TASK:
Your answer should reproduce every line of the material in which the word "tropical" occurs.

SOURCE DATA:
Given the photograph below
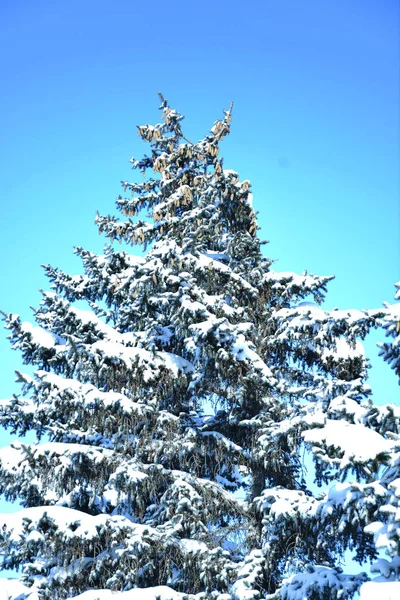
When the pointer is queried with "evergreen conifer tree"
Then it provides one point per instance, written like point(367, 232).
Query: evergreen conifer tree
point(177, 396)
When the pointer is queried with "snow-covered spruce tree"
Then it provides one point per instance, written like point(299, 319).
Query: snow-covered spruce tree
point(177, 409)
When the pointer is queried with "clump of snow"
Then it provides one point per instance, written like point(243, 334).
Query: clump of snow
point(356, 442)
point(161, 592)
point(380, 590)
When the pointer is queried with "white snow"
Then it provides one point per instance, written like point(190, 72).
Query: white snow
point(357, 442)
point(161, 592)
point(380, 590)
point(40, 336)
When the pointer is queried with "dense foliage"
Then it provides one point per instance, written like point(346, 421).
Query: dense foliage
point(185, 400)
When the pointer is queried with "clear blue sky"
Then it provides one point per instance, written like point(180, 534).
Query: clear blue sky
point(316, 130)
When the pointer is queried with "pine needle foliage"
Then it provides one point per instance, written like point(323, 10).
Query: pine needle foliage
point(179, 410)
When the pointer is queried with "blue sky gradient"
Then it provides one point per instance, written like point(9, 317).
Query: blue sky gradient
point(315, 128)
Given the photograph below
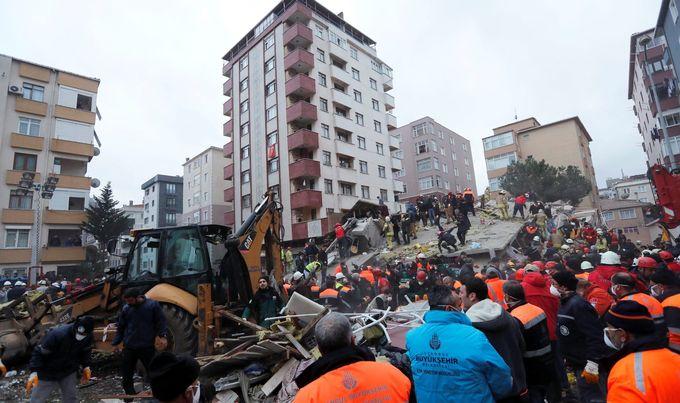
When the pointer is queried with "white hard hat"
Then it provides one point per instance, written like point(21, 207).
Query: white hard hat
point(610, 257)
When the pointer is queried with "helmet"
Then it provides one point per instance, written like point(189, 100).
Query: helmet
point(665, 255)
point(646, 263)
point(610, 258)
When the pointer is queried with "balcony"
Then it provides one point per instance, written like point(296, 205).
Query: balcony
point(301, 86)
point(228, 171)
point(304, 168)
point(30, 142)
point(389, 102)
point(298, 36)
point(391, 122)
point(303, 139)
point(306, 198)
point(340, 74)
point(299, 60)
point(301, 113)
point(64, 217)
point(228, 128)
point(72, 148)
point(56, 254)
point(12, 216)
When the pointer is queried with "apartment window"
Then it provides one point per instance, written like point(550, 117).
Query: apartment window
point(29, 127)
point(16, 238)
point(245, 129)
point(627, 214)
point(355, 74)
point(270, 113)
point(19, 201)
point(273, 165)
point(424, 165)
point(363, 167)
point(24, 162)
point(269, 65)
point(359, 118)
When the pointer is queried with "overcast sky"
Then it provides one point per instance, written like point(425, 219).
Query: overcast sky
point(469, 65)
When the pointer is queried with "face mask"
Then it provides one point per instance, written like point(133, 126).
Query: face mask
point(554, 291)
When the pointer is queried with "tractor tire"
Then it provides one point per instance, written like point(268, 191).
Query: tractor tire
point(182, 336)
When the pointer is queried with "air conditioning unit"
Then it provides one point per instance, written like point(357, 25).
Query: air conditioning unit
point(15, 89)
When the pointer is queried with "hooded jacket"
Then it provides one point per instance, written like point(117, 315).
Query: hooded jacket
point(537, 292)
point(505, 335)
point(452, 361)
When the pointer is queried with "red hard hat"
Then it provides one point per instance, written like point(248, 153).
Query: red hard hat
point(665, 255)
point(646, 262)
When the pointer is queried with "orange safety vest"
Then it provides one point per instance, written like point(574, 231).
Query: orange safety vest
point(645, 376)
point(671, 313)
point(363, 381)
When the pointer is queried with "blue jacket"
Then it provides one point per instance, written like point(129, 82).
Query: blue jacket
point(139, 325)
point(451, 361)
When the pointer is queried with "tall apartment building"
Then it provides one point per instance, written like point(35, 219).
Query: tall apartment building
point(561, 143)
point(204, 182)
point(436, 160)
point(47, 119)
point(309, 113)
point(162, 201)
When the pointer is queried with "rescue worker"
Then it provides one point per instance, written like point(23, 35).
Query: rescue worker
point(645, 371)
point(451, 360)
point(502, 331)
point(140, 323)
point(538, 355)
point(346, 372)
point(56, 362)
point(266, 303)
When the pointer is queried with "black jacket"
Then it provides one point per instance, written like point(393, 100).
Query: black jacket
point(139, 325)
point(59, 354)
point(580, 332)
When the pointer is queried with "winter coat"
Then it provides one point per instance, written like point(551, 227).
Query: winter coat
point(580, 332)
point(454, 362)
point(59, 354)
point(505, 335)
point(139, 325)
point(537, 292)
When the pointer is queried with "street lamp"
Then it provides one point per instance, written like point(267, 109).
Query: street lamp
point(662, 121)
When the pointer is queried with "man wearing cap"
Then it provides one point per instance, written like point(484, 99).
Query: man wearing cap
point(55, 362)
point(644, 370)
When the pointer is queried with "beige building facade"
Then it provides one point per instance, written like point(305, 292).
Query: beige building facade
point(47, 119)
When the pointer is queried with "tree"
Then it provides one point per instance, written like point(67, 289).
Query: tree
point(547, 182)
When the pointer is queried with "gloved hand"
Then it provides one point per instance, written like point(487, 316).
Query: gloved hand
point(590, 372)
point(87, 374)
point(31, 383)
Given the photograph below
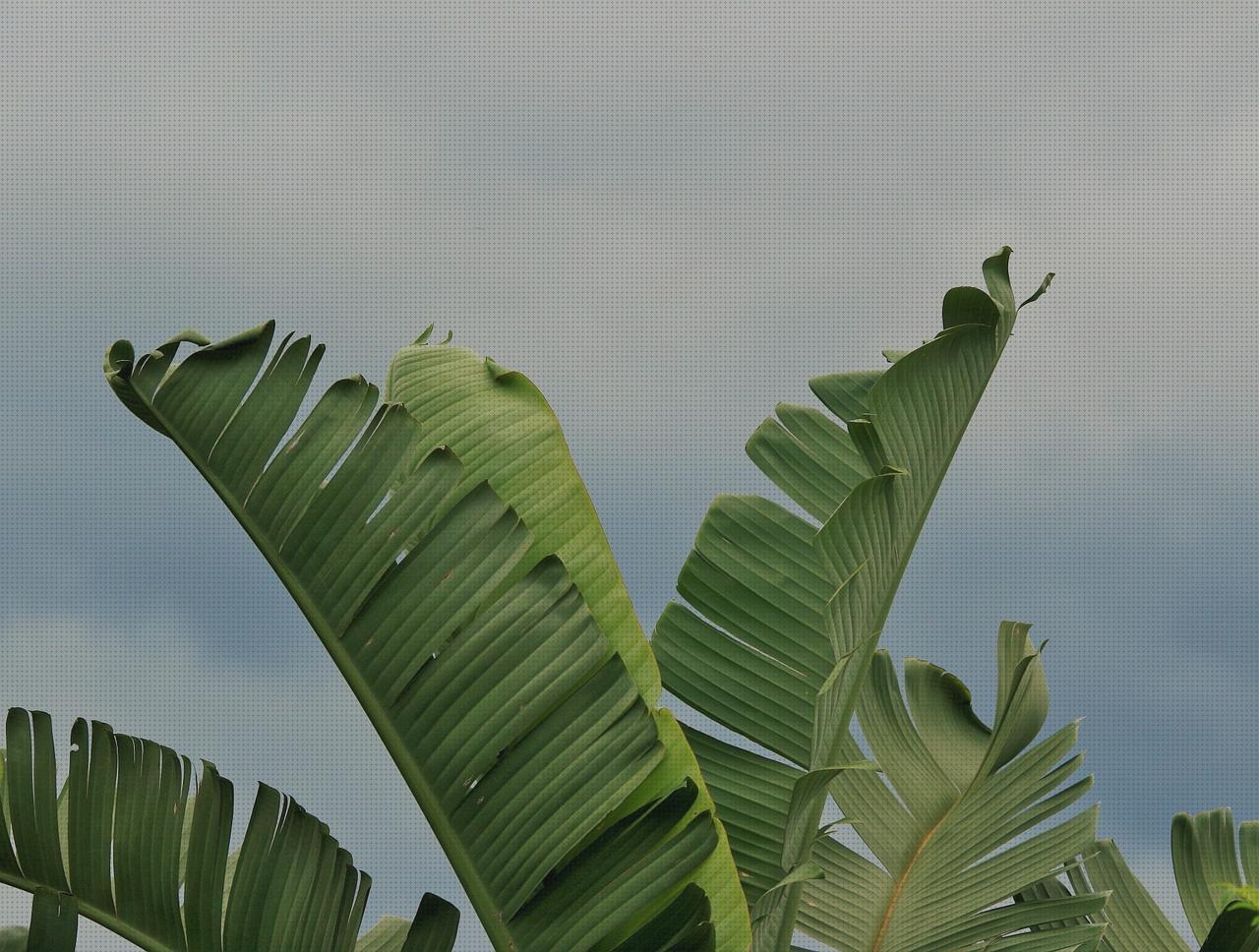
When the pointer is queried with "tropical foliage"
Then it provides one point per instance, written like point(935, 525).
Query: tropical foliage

PROBLEM SOLUTION:
When the pointer is queried with "tropical foliage"
Query: tropical foliage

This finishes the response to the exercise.